* Start *
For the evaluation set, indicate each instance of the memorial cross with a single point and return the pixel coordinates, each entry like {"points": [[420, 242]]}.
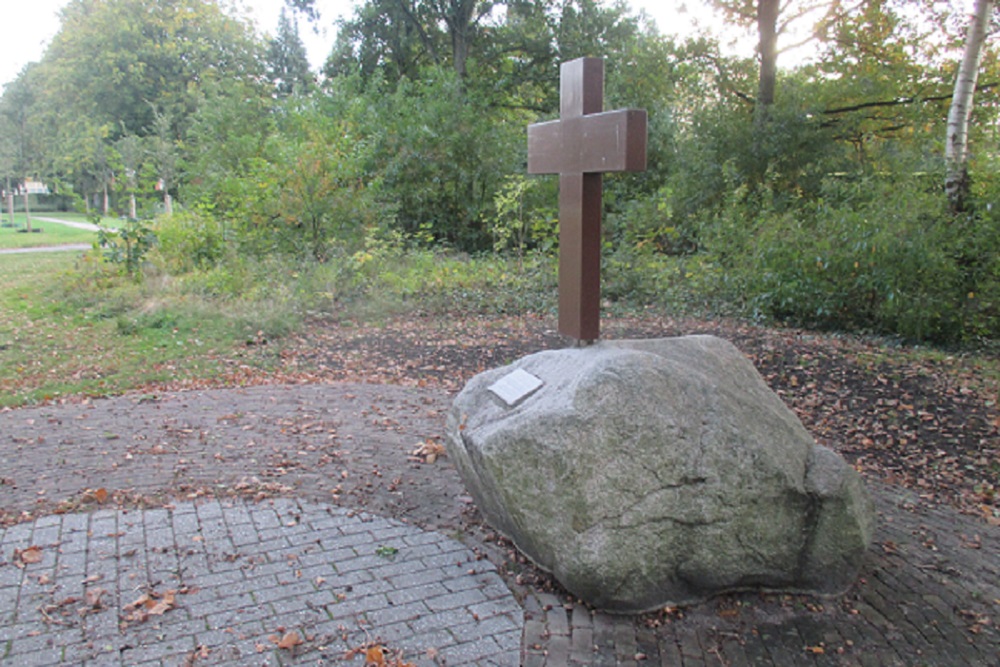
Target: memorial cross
{"points": [[583, 144]]}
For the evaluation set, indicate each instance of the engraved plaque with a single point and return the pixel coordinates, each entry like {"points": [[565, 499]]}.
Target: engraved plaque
{"points": [[515, 387]]}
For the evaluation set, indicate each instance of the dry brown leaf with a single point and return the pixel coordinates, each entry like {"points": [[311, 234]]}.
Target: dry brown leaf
{"points": [[163, 605], [28, 556], [429, 451], [374, 655], [93, 597]]}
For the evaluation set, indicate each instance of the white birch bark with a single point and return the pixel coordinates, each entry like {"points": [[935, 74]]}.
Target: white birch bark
{"points": [[957, 141]]}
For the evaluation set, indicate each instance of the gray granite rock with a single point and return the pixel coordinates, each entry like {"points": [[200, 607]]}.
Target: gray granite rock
{"points": [[647, 473]]}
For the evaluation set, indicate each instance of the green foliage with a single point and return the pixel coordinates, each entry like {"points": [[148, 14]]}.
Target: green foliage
{"points": [[127, 246], [875, 254], [520, 224], [441, 154], [189, 241]]}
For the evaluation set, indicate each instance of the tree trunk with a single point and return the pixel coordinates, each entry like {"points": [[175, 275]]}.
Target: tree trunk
{"points": [[10, 201], [956, 151], [27, 212], [767, 48]]}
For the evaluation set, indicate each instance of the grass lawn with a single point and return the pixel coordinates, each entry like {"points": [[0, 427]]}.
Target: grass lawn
{"points": [[51, 234], [59, 337]]}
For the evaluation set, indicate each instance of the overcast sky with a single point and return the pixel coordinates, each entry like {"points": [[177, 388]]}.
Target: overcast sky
{"points": [[27, 26]]}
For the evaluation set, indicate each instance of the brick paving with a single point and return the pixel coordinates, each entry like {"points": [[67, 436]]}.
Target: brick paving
{"points": [[360, 547], [233, 579]]}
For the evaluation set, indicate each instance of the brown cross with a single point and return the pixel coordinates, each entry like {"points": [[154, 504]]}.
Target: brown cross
{"points": [[580, 146]]}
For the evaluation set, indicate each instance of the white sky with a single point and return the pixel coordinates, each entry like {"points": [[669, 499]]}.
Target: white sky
{"points": [[27, 27]]}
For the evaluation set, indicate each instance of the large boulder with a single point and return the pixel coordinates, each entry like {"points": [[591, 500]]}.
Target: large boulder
{"points": [[656, 472]]}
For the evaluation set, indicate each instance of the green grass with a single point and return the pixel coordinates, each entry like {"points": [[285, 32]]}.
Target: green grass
{"points": [[67, 329], [51, 234]]}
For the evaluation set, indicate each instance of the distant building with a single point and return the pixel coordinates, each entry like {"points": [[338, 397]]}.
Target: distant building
{"points": [[35, 188]]}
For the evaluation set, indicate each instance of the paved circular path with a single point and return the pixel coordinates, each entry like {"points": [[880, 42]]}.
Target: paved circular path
{"points": [[245, 572], [236, 583]]}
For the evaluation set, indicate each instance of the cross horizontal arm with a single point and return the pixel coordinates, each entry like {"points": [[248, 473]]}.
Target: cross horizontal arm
{"points": [[596, 143]]}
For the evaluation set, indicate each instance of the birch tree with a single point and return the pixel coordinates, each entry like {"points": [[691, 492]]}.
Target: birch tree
{"points": [[957, 140]]}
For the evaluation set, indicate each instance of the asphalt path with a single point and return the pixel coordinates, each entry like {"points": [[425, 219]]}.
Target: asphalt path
{"points": [[58, 248]]}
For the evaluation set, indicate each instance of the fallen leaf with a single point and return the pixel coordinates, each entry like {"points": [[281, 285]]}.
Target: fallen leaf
{"points": [[93, 597], [290, 640], [163, 605], [374, 655]]}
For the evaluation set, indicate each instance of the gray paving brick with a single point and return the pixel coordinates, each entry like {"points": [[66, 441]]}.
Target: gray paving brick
{"points": [[280, 575]]}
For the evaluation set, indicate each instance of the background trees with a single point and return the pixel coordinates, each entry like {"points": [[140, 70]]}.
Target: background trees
{"points": [[807, 192]]}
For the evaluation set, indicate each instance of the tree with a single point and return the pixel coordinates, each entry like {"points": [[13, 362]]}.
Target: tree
{"points": [[115, 61], [287, 63], [405, 32], [163, 154], [130, 149], [956, 141]]}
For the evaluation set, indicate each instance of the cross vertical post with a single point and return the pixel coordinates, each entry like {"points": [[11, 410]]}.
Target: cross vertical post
{"points": [[580, 146]]}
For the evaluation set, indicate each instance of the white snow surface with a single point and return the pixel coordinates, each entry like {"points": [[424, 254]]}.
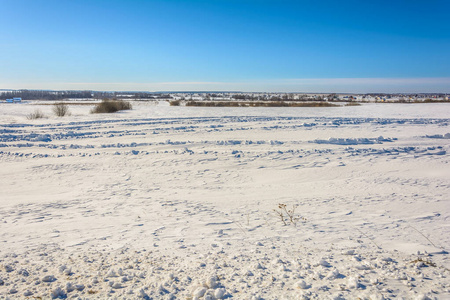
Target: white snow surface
{"points": [[165, 202]]}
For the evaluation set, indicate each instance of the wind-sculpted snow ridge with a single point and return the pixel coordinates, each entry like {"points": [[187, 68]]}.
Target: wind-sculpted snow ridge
{"points": [[357, 141], [225, 207]]}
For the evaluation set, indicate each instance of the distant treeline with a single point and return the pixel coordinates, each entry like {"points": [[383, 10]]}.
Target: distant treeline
{"points": [[61, 95], [45, 95]]}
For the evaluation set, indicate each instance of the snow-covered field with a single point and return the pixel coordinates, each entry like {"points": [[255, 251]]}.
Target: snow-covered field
{"points": [[168, 202]]}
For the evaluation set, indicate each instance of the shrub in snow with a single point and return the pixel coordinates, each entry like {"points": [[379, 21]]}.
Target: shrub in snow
{"points": [[301, 285], [60, 109], [37, 114], [199, 292], [220, 293], [58, 293], [49, 278], [108, 106]]}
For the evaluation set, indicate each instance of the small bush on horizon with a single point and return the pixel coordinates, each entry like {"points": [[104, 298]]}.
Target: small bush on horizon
{"points": [[61, 109], [111, 106], [287, 215], [37, 114]]}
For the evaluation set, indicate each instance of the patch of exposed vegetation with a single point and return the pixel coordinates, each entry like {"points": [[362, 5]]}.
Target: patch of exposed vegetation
{"points": [[61, 109], [37, 114], [111, 106]]}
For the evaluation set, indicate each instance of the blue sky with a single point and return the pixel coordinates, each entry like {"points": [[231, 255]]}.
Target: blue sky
{"points": [[286, 46]]}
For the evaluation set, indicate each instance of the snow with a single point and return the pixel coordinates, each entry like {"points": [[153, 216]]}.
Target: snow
{"points": [[168, 202]]}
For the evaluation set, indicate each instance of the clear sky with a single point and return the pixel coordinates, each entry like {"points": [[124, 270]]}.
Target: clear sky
{"points": [[286, 46]]}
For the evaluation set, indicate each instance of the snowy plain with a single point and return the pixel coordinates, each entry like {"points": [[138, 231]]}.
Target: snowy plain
{"points": [[164, 202]]}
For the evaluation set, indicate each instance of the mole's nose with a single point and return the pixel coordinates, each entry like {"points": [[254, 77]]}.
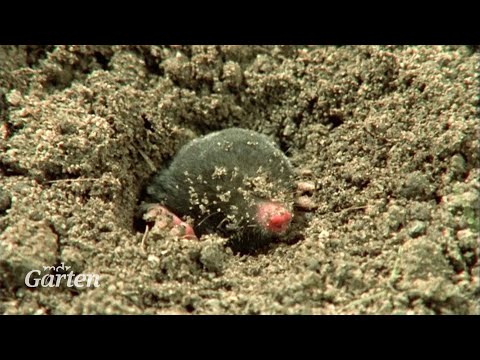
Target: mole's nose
{"points": [[274, 217]]}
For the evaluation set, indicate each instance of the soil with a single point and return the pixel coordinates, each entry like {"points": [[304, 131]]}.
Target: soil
{"points": [[388, 134]]}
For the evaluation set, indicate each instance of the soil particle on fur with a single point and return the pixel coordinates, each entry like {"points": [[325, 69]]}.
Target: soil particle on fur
{"points": [[389, 136]]}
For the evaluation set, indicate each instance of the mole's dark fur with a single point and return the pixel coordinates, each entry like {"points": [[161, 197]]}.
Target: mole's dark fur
{"points": [[219, 180]]}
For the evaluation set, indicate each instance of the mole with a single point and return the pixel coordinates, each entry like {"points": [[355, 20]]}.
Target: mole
{"points": [[234, 182]]}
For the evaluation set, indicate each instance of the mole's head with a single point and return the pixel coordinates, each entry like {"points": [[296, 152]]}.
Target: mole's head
{"points": [[273, 217], [265, 221]]}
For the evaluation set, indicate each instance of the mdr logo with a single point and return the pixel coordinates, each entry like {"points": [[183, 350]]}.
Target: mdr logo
{"points": [[35, 279]]}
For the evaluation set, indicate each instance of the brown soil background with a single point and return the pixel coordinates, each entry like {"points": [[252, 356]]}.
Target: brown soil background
{"points": [[390, 135]]}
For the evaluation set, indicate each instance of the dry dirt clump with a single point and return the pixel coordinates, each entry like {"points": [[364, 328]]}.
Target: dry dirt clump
{"points": [[388, 135]]}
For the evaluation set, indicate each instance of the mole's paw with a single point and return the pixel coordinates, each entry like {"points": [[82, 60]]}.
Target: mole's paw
{"points": [[165, 220], [303, 200]]}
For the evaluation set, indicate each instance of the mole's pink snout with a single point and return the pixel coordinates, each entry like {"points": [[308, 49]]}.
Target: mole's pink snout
{"points": [[274, 217]]}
* End *
_OBJECTIVE:_ Take the line in which "the mole's head" occurs and each subsequent line through the end; give these lines again without alteration.

_SOLUTION TO THIS EXERCISE:_
For the evaluation set, indicate each instance of the mole's head with a single point and return the pixel coordinates, each entry like {"points": [[296, 152]]}.
Target: mole's head
{"points": [[273, 217], [265, 221]]}
For the evaluation set, indicate each instance of the mdr logo with a single point and return the pixel coordinates, each entry like {"points": [[183, 350]]}.
Target: mdr logo
{"points": [[35, 279]]}
For the evaluation set, indicate each instance of the brown soil background with a single point and return the pixel coordinates, each entry like {"points": [[252, 356]]}.
Target: brown soil background
{"points": [[390, 135]]}
For the evaluation set, indicate each instance of the dry dirt clump with a single point and return the pixel coordinates, each entry like {"points": [[364, 328]]}.
Target: dry dirt clump
{"points": [[388, 135]]}
For the evaluation set, indicate each instance of the mole's paw with a single point and return the pixel coordinates, each entry like {"points": [[82, 60]]}.
Target: mole's paw
{"points": [[165, 220], [303, 200]]}
For the evaluation set, indicate each instance of the mole's pink snout with a single point and return the pixel coordinates, each entry like {"points": [[308, 49]]}.
Target: mole's pink snout
{"points": [[274, 217]]}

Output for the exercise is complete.